Across the whole listing, filter for the string "fence" and copy every line that has it.

#### [EXERCISE MATERIALS]
Start of Block

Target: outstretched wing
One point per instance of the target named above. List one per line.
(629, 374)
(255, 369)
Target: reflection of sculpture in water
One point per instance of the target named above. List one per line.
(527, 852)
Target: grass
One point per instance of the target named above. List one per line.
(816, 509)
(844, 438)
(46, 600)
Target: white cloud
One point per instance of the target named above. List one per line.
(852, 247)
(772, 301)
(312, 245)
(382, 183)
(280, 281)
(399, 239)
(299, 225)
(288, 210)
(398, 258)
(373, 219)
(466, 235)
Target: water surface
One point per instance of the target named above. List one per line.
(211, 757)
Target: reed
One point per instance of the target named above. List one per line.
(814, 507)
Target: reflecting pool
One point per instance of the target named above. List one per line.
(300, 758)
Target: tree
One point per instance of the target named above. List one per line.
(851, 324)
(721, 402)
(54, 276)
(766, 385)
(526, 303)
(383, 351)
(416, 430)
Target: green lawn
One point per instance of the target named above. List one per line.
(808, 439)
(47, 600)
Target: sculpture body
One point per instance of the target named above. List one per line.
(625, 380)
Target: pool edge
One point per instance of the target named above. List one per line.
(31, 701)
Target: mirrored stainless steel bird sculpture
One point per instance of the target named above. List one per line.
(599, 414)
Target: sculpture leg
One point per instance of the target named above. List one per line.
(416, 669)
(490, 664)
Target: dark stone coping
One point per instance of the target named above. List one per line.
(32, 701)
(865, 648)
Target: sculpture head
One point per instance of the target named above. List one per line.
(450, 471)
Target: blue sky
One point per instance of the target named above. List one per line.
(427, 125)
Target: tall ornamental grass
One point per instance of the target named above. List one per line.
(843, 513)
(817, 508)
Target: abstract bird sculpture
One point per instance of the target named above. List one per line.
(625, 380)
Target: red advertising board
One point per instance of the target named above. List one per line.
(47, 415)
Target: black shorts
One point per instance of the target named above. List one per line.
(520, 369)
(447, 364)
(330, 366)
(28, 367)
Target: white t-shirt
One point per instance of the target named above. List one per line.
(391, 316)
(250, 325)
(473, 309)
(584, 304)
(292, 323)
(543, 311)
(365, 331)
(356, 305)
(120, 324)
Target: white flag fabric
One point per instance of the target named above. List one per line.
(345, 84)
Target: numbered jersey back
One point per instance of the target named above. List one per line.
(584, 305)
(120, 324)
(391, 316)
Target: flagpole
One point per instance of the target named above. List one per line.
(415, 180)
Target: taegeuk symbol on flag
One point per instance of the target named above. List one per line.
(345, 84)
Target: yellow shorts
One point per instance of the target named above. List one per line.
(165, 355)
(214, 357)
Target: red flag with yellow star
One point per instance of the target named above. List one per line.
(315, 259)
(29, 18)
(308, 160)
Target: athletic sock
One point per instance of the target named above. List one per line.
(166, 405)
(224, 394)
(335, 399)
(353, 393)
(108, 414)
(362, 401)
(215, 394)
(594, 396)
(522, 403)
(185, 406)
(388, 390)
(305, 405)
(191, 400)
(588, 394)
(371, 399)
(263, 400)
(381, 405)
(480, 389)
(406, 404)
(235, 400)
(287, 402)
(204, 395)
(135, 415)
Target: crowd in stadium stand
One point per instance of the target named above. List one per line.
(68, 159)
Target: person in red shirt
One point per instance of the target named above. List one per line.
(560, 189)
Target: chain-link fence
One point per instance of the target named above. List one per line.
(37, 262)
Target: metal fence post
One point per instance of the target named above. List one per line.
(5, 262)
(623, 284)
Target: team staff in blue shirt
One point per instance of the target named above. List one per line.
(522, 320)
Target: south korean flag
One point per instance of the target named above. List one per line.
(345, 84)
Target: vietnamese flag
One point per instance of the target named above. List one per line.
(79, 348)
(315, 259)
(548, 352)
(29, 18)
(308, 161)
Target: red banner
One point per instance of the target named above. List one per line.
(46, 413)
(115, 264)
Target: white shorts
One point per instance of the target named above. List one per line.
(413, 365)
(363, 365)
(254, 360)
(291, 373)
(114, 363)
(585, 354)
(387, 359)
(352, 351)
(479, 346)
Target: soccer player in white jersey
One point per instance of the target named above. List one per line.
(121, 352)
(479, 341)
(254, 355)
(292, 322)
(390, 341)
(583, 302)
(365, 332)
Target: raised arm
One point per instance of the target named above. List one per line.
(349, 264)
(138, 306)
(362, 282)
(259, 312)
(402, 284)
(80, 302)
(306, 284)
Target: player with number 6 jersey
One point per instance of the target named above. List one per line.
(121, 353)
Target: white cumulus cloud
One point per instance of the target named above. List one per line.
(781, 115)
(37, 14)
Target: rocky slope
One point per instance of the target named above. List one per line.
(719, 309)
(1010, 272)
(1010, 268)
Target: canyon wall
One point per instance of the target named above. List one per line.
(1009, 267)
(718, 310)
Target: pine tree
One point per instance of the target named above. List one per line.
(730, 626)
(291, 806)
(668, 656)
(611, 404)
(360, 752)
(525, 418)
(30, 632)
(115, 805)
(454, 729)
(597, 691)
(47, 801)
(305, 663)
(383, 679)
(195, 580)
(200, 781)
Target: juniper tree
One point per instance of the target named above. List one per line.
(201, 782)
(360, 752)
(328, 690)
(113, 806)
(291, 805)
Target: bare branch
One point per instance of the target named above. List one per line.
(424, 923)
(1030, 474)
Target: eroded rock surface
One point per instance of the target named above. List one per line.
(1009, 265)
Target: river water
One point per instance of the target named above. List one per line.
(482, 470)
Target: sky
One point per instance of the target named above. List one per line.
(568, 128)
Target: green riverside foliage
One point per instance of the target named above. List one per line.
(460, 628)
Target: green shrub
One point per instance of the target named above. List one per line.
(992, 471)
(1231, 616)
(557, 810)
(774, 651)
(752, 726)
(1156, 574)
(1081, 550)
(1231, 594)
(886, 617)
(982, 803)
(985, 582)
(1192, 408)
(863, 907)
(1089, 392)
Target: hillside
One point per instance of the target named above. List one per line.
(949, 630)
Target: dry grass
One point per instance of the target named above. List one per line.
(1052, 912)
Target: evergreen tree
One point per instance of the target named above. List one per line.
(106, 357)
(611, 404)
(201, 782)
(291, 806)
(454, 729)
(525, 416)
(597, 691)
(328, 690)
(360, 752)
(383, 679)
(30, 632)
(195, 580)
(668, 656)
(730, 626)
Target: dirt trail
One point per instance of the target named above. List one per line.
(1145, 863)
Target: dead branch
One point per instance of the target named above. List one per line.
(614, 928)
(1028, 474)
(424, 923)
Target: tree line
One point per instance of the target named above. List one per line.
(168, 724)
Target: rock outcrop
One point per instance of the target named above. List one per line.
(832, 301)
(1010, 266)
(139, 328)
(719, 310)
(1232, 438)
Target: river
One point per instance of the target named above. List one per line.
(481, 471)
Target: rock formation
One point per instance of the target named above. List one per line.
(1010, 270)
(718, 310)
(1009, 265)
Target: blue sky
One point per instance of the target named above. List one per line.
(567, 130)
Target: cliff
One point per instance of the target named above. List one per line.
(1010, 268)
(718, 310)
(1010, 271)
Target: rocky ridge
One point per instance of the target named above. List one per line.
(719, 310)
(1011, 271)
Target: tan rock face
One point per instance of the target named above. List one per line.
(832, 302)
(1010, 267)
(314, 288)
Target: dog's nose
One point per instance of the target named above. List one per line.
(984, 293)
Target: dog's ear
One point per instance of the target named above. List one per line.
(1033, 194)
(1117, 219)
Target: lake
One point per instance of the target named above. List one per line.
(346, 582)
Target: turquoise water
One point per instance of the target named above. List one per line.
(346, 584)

End of Block

#### [WORKED SOLUTION]
Target: chain-link fence
Target: metal fence post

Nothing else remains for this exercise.